Problem requirements ::
Retype each entry below exactly as it stands.

Provided records ::
· · · ·

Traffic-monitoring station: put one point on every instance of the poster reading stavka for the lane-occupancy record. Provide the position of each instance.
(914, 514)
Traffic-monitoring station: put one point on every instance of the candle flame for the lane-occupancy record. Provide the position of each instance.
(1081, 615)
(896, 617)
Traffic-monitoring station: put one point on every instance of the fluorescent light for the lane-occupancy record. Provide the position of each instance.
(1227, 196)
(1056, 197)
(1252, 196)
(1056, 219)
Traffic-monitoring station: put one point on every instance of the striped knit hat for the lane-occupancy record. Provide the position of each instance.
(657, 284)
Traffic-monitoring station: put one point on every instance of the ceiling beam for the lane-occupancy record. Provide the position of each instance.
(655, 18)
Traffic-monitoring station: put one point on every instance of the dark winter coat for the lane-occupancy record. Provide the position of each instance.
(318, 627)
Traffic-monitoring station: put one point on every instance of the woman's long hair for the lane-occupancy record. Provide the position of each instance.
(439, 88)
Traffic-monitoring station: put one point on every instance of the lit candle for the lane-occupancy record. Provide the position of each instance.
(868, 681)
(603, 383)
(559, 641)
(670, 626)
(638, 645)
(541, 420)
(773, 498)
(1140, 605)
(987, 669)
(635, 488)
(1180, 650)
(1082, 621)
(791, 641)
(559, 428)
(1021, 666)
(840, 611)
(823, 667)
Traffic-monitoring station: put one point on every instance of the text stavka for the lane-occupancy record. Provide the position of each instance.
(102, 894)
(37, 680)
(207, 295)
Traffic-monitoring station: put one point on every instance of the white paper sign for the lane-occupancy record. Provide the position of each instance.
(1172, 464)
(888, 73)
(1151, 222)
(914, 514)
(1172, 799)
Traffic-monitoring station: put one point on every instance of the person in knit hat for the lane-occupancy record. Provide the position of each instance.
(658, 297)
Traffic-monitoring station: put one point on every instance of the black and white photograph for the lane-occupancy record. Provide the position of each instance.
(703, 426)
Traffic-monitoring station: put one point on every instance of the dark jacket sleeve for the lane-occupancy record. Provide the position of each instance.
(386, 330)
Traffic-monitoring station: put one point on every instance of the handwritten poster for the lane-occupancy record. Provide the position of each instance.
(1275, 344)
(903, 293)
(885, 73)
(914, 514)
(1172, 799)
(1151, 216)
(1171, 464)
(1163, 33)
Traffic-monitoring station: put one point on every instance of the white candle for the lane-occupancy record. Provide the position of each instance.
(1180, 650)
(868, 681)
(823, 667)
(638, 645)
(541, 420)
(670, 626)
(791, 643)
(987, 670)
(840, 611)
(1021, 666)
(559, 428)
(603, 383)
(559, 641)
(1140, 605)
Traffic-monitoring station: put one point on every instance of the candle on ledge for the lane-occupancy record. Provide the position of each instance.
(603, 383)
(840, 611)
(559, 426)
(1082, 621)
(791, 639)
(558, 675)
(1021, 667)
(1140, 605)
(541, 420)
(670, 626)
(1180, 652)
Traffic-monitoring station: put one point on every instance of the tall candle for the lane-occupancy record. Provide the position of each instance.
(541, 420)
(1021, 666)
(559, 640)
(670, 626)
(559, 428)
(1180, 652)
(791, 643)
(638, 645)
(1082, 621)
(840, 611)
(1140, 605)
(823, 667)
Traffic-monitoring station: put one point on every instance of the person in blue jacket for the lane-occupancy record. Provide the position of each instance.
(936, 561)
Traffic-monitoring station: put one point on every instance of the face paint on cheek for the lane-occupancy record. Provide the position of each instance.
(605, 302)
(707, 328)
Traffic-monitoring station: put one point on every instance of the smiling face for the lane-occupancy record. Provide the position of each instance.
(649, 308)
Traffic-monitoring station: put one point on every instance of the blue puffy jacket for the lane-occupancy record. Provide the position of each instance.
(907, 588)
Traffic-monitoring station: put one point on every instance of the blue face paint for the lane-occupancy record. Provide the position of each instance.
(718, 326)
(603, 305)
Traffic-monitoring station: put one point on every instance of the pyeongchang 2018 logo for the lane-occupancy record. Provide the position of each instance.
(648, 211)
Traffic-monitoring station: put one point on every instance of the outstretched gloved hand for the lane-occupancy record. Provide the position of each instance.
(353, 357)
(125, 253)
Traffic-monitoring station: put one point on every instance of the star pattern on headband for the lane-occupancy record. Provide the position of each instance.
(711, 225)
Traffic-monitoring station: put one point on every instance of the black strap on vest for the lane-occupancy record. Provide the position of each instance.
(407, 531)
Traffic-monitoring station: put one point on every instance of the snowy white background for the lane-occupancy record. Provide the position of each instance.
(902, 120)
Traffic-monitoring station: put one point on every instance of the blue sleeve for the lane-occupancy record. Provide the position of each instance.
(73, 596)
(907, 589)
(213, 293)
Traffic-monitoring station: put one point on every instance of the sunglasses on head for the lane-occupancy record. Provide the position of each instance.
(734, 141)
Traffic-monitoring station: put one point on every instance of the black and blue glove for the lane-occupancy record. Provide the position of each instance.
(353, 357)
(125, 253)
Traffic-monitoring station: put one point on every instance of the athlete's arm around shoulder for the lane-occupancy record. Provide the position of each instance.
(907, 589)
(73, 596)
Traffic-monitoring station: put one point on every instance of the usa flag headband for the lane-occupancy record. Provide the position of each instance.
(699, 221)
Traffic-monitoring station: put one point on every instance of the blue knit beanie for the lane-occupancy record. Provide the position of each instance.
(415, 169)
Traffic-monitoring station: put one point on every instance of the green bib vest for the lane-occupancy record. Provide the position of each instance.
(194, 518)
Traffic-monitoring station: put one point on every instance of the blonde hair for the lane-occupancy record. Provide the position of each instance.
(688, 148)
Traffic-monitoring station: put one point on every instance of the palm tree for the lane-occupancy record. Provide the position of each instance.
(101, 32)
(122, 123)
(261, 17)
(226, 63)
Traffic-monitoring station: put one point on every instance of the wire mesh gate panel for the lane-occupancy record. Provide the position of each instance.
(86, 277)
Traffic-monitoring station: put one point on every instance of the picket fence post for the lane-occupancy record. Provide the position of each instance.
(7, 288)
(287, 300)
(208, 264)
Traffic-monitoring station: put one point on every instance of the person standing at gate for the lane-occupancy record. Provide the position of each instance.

· · · ·

Task response ::
Traffic-monitoring station: put one point on every instance of the poster reading stavka for the lane-occupancy record. Provide the position of each instance.
(914, 514)
Traffic-monitoring station: put one point on every instance of the candle flame for the lane-occupancy record. Provide the position of each instance.
(1081, 615)
(896, 617)
Traffic-monitoring station: put one point on every instance of the fluorescent light for the lane-occupancy record. Provide the position of each instance.
(1227, 196)
(1056, 197)
(1252, 196)
(1056, 219)
Traffic-monitoring station: put one point on every instance of the striped knit hat for the lane-occupancy record. Provide the position of each instance.
(657, 284)
Traffic-monitoring station: put one point on every instance of the ceiling beam for the lane-occupancy record. Provide the position of each instance.
(655, 18)
Traffic-monitoring station: put one point on every instance of the dark winter coat for the lane-occupancy record. Provide the position of each instance.
(318, 627)
Traffic-monitoring station: put one point on every instance of the woman's long hair for the lane-occupancy record. Provide the position of each instance.
(439, 88)
Traffic-monitoring station: put one point on every instance of the lit candle for the lane-occupancy record. Provide the position of each instance.
(868, 681)
(603, 383)
(559, 641)
(670, 626)
(638, 645)
(541, 420)
(773, 498)
(1140, 605)
(987, 669)
(635, 488)
(1180, 650)
(1082, 621)
(791, 641)
(559, 428)
(1021, 666)
(840, 611)
(823, 667)
Traffic-monitoring station: put one point on every instance of the text stavka for the lane-occupancy record. Provide the position of each instance.
(102, 894)
(37, 680)
(207, 295)
Traffic-monitoring station: put one point on every instance of the white paper sign for the lane-occupancy record. Provide the position of each instance.
(1172, 464)
(888, 73)
(1151, 222)
(914, 514)
(1172, 799)
Traffic-monitoring station: put one point on every instance of the person in knit hat for the lane-occupancy record. Provide the position of each instance.
(658, 297)
Traffic-monitoring station: put one point on every instance of the black and white photograph for the lane-occupancy record. Provide the position of each instance.
(703, 426)
Traffic-monitoring station: put one point on every instance of the dark jacket sleeve for the lane-occupancy record. Provide the position of each instance.
(386, 330)
Traffic-monitoring station: put one point on every instance of the handwritten poster for the lane-occupancy record. Provide the position of each instance.
(1275, 344)
(903, 293)
(885, 73)
(914, 514)
(1172, 799)
(1151, 216)
(1171, 464)
(1163, 33)
Traffic-monitoring station: put one point on every instance of the white candle for the lane-occupancy record. Provide the position of each instance.
(1180, 650)
(868, 681)
(823, 667)
(638, 645)
(541, 420)
(670, 626)
(791, 643)
(987, 670)
(840, 611)
(1021, 666)
(559, 428)
(603, 383)
(559, 641)
(1140, 605)
Traffic-monitoring station: put one point on every instance of the candle on ledge for the lane-occupancy record. Provide the position of each instance.
(603, 383)
(840, 611)
(559, 426)
(1082, 621)
(791, 639)
(558, 675)
(1021, 667)
(1140, 605)
(541, 420)
(670, 626)
(1180, 652)
Traffic-monitoring station: put one point on every instance of the tall candle for the lane-occupancy record. Provide the position of each instance.
(541, 420)
(1021, 666)
(559, 640)
(670, 626)
(559, 428)
(1180, 652)
(791, 643)
(638, 645)
(1082, 621)
(840, 611)
(1140, 605)
(823, 667)
Traffic-monitoring station: put one point on every instance of the person in blue jacket for the lane-occupancy record. Provide the position of each instance.
(936, 561)
Traffic-monitoring station: put one point on every instance of the face paint on cheek for the lane-occupancy record. Provide the position of each instance.
(605, 302)
(707, 328)
Traffic-monitoring station: put one point on every instance of the smiling face for the lane-occupancy record. Provide the position of each instance.
(649, 308)
Traffic-monitoring station: put one point on every instance of the blue puffy jacket for the lane-occupancy record. Provide the position of each instance.
(907, 588)
Traffic-monitoring station: put one point on every instance of the blue face paint for the lane-occupancy record. Provide the position of each instance.
(718, 326)
(603, 305)
Traffic-monitoring station: put one point on every instance of the pyeongchang 2018 logo for the lane-occupancy record. Provide the position of each instance.
(648, 211)
Traffic-monitoring station: put one point on every instance of the outstretched gloved hand for the lane-occupancy record. Provide the position of each instance.
(353, 357)
(125, 253)
Traffic-monitoring station: put one point on every instance of the star pattern on headband for the lane-occupancy record. Provide the position of each instance.
(711, 225)
Traffic-monitoring station: put one point on every instance of the black strap on vest for the lane-occupancy record. Provide the position of each instance.
(407, 531)
Traffic-monitoring station: put one point on every instance of the snowy white background for the lane-occupancy record. Provide the position of each instance.
(902, 120)
Traffic-monitoring station: put one point on every instance of the blue sleeve for the lane-occupancy record. Provide the position of each instance.
(73, 596)
(907, 589)
(213, 293)
Traffic-monitoring station: put one point on every instance of the sunglasses on head for the lane-occupancy record. Provide the position of each instance.
(734, 141)
Traffic-monitoring station: put one point on every instance of the black and blue glove for the lane-occupancy record. Provide the position of each instance.
(353, 357)
(125, 253)
Traffic-monitoring station: put one point on every instance of the athlete's arm around shoulder for the lane-occupancy record. Provide the position of each instance.
(907, 589)
(73, 596)
Traffic-monitoring station: put one point on every instance of the usa flag headband for the lane-occupancy record. Provide the position of each instance.
(699, 221)
Traffic-monitoring station: put one point on every instance of the blue knit beanie for the lane-occupancy record. Provide the position of each instance.
(415, 169)
Traffic-monitoring station: put one point on every instance of the green bib vest for the lane-occupancy record. Provide the position of each instance.
(194, 518)
Traffic-monitoring station: put one point on every instance of the blonde hair for the lane-occupancy record. Provide the position of each instance.
(688, 148)
Traffic-monitoring station: put one point on every instance of the palm tree for the lane-occupancy record. Provide the position of each instance.
(101, 32)
(122, 123)
(261, 17)
(226, 63)
Traffic-monitoring station: put one point on every instance of the wire mesh gate panel for the lane-occupancy record. Provide the position of each instance.
(86, 277)
Traffic-monitoring station: put one point on every instance of the picket fence post for the lane-occupancy record. Provide the position of each instance.
(7, 288)
(287, 300)
(208, 264)
Traffic-monitoring station: put one point on every instance of the person standing at gate for the lane-occupancy record. Provide the position of each instance.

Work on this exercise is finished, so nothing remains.